*WHAT YOU SHOULD DO*.
Copy the whole listing below word for word, leaving the pictures out.

☆ ☆ ☆ ☆ ☆

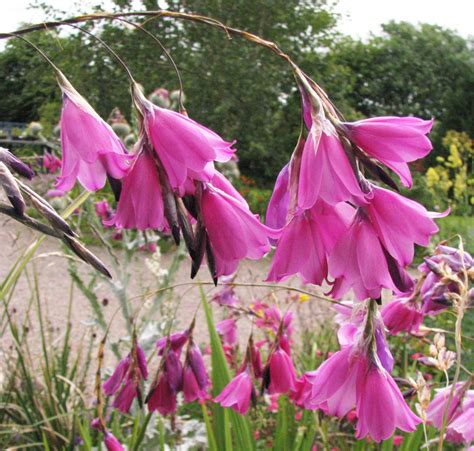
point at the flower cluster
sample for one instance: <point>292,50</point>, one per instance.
<point>335,222</point>
<point>441,282</point>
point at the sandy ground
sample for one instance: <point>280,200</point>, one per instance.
<point>54,283</point>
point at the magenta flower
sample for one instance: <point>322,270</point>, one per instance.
<point>306,242</point>
<point>162,398</point>
<point>380,404</point>
<point>141,203</point>
<point>227,329</point>
<point>125,381</point>
<point>103,210</point>
<point>90,148</point>
<point>111,443</point>
<point>400,223</point>
<point>238,393</point>
<point>225,218</point>
<point>359,261</point>
<point>51,162</point>
<point>394,141</point>
<point>402,315</point>
<point>279,375</point>
<point>183,146</point>
<point>325,171</point>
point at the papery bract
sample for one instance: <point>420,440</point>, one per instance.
<point>325,170</point>
<point>141,201</point>
<point>394,141</point>
<point>402,315</point>
<point>90,148</point>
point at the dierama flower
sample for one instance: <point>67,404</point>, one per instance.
<point>225,218</point>
<point>326,172</point>
<point>279,374</point>
<point>90,148</point>
<point>359,261</point>
<point>51,162</point>
<point>227,329</point>
<point>162,397</point>
<point>357,377</point>
<point>394,141</point>
<point>125,380</point>
<point>183,146</point>
<point>306,242</point>
<point>111,443</point>
<point>238,393</point>
<point>141,201</point>
<point>400,223</point>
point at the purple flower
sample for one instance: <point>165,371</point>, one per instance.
<point>402,314</point>
<point>238,393</point>
<point>90,148</point>
<point>227,329</point>
<point>394,141</point>
<point>162,397</point>
<point>279,375</point>
<point>111,443</point>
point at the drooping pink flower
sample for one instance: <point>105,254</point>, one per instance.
<point>90,148</point>
<point>279,374</point>
<point>163,397</point>
<point>306,242</point>
<point>51,162</point>
<point>400,223</point>
<point>238,393</point>
<point>111,443</point>
<point>402,315</point>
<point>141,202</point>
<point>359,261</point>
<point>326,172</point>
<point>183,146</point>
<point>380,406</point>
<point>225,218</point>
<point>227,329</point>
<point>394,141</point>
<point>15,164</point>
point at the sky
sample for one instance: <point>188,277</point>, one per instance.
<point>359,17</point>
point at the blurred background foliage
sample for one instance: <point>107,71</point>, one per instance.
<point>246,93</point>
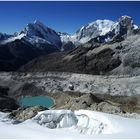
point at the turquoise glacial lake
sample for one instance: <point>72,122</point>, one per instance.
<point>44,101</point>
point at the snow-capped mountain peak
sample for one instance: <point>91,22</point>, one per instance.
<point>106,28</point>
<point>38,31</point>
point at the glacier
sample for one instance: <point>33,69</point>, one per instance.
<point>88,125</point>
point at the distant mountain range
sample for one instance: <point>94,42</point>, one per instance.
<point>36,39</point>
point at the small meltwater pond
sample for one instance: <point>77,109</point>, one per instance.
<point>44,101</point>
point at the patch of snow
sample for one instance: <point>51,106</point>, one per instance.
<point>90,125</point>
<point>11,39</point>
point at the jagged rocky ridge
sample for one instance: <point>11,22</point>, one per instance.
<point>36,39</point>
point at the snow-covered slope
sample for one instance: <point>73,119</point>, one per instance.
<point>88,125</point>
<point>106,28</point>
<point>37,31</point>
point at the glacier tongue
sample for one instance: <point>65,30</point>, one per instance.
<point>80,121</point>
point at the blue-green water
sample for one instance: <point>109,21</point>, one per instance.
<point>44,101</point>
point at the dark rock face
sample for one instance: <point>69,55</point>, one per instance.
<point>68,46</point>
<point>19,52</point>
<point>23,114</point>
<point>76,61</point>
<point>102,62</point>
<point>6,103</point>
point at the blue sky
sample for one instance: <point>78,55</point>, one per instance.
<point>63,16</point>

☆ ☆ ☆ ☆ ☆

*RESULT BELOW*.
point at the flower cluster
sample for one instance: <point>292,50</point>, one per instance.
<point>335,222</point>
<point>441,282</point>
point at the sandy ground
sample for one instance: <point>280,200</point>, one per instance.
<point>54,283</point>
point at the magenta flower
sample for one instance: <point>322,270</point>, one per instance.
<point>306,242</point>
<point>162,398</point>
<point>380,404</point>
<point>141,203</point>
<point>227,329</point>
<point>125,381</point>
<point>103,210</point>
<point>90,148</point>
<point>111,443</point>
<point>400,223</point>
<point>238,393</point>
<point>225,218</point>
<point>359,261</point>
<point>51,162</point>
<point>394,141</point>
<point>402,315</point>
<point>279,375</point>
<point>183,146</point>
<point>325,171</point>
point at the papery bract
sample for one instance: <point>420,440</point>, one per instance.
<point>325,170</point>
<point>141,201</point>
<point>394,141</point>
<point>402,315</point>
<point>90,148</point>
point at the dierama flower
sample for one instance: <point>67,404</point>, one per instance.
<point>225,218</point>
<point>326,172</point>
<point>279,374</point>
<point>90,148</point>
<point>359,261</point>
<point>51,162</point>
<point>227,329</point>
<point>162,397</point>
<point>357,377</point>
<point>394,141</point>
<point>125,380</point>
<point>183,146</point>
<point>306,242</point>
<point>111,443</point>
<point>238,393</point>
<point>141,201</point>
<point>400,223</point>
point at the purple flower
sample for one instance: <point>165,371</point>, one per instance.
<point>402,314</point>
<point>238,393</point>
<point>90,148</point>
<point>227,329</point>
<point>394,141</point>
<point>162,397</point>
<point>279,375</point>
<point>111,443</point>
point at the drooping pink flower
sample for one instance: <point>105,254</point>, one per instance.
<point>90,148</point>
<point>279,374</point>
<point>163,397</point>
<point>306,242</point>
<point>51,162</point>
<point>400,223</point>
<point>238,393</point>
<point>111,443</point>
<point>402,315</point>
<point>141,202</point>
<point>359,261</point>
<point>326,172</point>
<point>183,146</point>
<point>380,406</point>
<point>225,218</point>
<point>227,329</point>
<point>394,141</point>
<point>15,164</point>
point at the sky
sample for one instance: <point>188,277</point>, one per instance.
<point>359,17</point>
point at the blurred background foliage
sample for one instance: <point>107,71</point>, one per instance.
<point>246,93</point>
point at the turquoise glacial lake
sample for one instance: <point>72,122</point>, one per instance.
<point>44,101</point>
point at the snow-capped mountain peak
sample for one instance: <point>91,22</point>, one per instance.
<point>106,28</point>
<point>38,31</point>
point at the glacier
sample for one instance: <point>33,69</point>, one per instance.
<point>88,125</point>
point at the distant mountain range
sample for one instance: <point>94,42</point>, one per instance.
<point>36,39</point>
point at the small meltwater pond
sample for one instance: <point>77,109</point>, one per instance.
<point>44,101</point>
point at the patch of snow
sample for one instance: <point>51,106</point>, one per instance.
<point>90,125</point>
<point>11,39</point>
point at the jagged rocky ridge
sample for one instance: <point>11,22</point>, one per instance.
<point>36,39</point>
point at the snow-covered slope
sample for one instance: <point>73,119</point>, one per instance.
<point>88,125</point>
<point>106,28</point>
<point>37,31</point>
point at the glacier tongue
sample for one instance: <point>65,30</point>, one per instance.
<point>80,121</point>
point at the blue-green water
sample for one instance: <point>109,21</point>, one per instance.
<point>44,101</point>
point at the dark rock face
sample for one instance: <point>69,55</point>, one per instance.
<point>68,46</point>
<point>19,52</point>
<point>23,114</point>
<point>76,61</point>
<point>102,62</point>
<point>6,103</point>
point at the blue sky
sample for one instance: <point>78,55</point>, one per instance.
<point>63,16</point>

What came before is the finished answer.